## START Data entries

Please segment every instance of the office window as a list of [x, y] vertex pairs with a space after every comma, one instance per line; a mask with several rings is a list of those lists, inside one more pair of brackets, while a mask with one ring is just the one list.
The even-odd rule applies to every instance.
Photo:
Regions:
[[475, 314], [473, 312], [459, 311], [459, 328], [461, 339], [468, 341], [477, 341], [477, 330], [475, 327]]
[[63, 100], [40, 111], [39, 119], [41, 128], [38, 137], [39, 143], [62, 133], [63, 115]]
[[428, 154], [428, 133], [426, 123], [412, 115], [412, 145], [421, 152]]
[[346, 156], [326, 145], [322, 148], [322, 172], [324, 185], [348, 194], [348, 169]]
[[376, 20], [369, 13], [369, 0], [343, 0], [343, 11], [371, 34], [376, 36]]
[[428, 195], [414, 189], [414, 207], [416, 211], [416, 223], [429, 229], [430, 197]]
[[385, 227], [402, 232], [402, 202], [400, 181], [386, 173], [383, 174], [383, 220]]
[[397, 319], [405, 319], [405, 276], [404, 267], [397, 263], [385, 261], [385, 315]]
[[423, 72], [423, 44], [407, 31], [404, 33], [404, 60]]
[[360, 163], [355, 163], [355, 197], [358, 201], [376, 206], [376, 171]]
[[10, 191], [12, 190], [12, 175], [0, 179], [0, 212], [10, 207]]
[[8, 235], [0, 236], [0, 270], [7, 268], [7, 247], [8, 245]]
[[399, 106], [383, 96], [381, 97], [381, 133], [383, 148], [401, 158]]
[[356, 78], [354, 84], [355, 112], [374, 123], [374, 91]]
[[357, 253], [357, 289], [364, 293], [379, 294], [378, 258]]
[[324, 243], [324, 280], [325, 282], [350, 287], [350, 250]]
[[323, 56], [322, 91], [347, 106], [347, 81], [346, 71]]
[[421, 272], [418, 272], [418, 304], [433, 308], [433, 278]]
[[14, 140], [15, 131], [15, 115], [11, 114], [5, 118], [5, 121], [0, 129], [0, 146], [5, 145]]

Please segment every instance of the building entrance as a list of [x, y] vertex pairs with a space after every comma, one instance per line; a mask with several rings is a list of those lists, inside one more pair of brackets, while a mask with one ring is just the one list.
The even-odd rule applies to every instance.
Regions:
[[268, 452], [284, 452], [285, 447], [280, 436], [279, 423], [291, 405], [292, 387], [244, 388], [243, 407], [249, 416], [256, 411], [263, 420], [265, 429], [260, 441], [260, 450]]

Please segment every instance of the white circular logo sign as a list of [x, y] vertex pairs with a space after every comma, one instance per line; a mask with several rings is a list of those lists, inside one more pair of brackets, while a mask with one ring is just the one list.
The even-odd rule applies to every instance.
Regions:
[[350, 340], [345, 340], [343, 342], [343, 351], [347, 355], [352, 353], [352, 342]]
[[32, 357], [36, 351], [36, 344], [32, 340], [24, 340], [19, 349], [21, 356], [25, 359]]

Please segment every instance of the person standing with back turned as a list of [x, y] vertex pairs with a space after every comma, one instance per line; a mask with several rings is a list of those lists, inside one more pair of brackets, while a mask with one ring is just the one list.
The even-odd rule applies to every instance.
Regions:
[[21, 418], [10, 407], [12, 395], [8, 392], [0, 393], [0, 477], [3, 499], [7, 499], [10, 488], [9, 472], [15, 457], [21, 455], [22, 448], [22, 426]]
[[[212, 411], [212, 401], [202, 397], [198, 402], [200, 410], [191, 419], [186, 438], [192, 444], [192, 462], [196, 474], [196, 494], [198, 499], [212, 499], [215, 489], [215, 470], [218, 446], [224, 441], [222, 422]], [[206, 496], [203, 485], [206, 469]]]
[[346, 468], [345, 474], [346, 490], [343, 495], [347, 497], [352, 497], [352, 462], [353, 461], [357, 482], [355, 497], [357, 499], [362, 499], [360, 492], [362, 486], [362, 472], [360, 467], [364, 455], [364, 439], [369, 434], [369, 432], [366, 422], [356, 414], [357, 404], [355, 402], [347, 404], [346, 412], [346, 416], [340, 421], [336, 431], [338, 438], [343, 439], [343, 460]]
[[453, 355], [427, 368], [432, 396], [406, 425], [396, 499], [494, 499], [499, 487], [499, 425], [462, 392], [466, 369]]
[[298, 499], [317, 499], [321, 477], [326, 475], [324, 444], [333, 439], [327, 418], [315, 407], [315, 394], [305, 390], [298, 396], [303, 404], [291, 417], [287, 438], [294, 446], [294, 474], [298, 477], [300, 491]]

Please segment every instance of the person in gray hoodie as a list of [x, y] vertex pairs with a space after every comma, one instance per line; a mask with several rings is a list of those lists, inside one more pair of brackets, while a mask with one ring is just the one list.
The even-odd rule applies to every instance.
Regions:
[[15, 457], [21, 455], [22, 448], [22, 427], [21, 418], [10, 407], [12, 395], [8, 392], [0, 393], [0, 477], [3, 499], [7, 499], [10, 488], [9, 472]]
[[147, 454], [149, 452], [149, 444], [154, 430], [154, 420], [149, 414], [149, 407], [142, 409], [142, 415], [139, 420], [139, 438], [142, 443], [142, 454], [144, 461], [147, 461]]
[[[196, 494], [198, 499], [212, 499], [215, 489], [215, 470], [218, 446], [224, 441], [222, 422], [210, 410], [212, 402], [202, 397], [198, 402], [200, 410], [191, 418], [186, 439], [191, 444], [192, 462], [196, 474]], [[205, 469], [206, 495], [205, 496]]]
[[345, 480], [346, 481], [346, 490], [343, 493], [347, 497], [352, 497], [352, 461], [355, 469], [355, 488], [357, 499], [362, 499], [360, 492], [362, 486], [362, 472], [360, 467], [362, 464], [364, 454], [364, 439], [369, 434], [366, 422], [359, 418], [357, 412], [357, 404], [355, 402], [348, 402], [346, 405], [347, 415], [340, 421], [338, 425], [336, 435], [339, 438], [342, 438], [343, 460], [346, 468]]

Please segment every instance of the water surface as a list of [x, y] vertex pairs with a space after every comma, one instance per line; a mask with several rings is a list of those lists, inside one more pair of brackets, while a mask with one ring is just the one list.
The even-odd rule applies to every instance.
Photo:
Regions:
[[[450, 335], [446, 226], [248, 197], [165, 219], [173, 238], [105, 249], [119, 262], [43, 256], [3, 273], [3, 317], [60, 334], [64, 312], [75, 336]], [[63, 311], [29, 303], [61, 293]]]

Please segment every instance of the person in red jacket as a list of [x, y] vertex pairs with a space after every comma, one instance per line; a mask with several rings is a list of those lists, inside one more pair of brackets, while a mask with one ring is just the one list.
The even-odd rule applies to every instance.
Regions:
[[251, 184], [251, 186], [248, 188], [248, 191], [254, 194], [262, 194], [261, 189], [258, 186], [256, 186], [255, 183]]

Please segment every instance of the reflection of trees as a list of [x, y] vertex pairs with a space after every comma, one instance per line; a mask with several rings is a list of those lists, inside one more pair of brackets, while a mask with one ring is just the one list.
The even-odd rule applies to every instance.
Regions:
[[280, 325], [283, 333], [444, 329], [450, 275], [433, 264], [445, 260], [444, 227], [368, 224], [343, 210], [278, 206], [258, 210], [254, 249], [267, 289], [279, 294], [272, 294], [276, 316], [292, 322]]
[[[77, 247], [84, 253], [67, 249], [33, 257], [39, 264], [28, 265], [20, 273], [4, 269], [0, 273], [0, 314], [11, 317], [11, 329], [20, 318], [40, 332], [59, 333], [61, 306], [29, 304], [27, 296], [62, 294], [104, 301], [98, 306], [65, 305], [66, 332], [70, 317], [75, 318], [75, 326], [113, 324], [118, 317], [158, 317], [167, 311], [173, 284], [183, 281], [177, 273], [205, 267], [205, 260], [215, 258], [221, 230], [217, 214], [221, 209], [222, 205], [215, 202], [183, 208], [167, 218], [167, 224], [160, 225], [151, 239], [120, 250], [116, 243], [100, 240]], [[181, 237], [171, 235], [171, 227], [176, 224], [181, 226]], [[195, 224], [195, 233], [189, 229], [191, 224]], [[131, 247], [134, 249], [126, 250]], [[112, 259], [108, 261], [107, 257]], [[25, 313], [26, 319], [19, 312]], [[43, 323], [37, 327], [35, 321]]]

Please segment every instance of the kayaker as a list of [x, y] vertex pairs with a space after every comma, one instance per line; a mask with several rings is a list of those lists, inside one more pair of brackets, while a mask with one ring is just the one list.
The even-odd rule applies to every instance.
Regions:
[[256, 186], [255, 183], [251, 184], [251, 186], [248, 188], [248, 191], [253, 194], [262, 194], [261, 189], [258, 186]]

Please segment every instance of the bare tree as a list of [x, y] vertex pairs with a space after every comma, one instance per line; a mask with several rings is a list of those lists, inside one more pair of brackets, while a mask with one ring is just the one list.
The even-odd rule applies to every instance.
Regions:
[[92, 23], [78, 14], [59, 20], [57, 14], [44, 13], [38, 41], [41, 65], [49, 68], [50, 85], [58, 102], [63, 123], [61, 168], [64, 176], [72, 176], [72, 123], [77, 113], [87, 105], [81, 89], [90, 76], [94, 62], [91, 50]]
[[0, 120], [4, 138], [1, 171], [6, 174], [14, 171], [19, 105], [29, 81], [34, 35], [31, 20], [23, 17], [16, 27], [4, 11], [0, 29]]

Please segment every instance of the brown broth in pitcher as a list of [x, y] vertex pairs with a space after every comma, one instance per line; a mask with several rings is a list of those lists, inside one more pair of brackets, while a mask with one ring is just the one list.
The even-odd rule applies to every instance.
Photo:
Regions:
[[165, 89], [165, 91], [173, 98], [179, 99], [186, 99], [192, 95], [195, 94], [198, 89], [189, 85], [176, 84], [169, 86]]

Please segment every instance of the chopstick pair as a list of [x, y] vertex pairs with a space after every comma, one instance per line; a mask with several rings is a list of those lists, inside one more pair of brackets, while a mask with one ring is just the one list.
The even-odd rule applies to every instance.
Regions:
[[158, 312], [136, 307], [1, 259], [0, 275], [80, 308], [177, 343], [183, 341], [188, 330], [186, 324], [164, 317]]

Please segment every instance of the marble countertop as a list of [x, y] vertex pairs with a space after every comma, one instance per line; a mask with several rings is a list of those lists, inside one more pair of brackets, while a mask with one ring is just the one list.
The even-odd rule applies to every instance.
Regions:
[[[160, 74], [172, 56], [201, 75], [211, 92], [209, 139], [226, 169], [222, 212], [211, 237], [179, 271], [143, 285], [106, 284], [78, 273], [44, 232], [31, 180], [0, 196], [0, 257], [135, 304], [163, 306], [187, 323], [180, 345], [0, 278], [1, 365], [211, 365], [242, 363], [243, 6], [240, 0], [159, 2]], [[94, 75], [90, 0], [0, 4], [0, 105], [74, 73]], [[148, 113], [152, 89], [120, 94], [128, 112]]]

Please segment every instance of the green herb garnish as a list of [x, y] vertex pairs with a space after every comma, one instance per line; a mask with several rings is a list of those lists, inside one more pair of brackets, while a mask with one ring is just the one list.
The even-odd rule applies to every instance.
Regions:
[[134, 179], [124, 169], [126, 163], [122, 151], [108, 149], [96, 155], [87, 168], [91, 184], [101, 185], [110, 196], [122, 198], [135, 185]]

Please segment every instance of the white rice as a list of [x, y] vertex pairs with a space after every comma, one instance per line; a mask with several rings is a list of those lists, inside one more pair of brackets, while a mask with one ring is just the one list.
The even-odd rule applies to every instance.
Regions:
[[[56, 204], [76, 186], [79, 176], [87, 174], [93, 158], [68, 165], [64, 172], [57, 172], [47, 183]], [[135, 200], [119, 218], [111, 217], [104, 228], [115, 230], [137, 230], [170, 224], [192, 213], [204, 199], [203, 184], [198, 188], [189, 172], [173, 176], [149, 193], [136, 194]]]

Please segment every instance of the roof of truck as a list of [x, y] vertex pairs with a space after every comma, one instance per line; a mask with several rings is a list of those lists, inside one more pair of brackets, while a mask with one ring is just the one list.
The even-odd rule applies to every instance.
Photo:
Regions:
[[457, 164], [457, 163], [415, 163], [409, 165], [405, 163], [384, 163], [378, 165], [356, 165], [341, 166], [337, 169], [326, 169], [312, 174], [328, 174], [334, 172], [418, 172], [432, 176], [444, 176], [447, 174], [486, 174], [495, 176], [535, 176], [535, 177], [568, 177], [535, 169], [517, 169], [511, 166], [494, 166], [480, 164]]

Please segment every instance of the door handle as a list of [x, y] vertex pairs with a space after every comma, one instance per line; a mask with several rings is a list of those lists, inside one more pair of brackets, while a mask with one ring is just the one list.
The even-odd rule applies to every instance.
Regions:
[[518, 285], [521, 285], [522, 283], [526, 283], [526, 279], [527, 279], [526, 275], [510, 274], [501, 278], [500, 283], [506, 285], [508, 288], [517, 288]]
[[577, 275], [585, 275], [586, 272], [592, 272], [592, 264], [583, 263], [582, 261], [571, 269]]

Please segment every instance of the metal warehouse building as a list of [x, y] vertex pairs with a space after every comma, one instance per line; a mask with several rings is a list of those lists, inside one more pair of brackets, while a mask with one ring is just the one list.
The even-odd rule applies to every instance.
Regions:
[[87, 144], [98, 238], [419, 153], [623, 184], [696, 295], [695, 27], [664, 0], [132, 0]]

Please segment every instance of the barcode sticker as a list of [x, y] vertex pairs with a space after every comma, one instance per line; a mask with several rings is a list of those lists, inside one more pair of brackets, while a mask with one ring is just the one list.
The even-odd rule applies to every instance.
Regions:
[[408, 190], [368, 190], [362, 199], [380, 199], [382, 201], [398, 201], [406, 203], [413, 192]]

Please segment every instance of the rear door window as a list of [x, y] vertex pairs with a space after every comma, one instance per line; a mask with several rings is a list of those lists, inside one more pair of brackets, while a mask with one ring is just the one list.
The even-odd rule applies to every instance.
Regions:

## END Data entries

**What is expected:**
Find the line containing "Please segment every instance of the barcode" in the material above. Print it and every line after it through the end, exactly and only those.

**Response to the task:**
Please segment every instance of the barcode sticker as a list of [x, y] vertex pairs with a space after every comma, one instance per line; a mask with several rings is a list of those lists, inside one more pair of brackets, while a mask with one ring is just the one list.
The even-odd rule applies to every instance.
Regions:
[[408, 190], [368, 190], [362, 199], [380, 199], [382, 201], [398, 201], [406, 203], [413, 192]]

Please segment every instance of the rear door window as a list of [x, y] vertex pairs with a space after every comma, one instance per line; a mask with several rings is a list of those lists, inside one more pair of brackets, while a mask with one ring is just the one list.
The even-odd rule applies to every instance.
Regions:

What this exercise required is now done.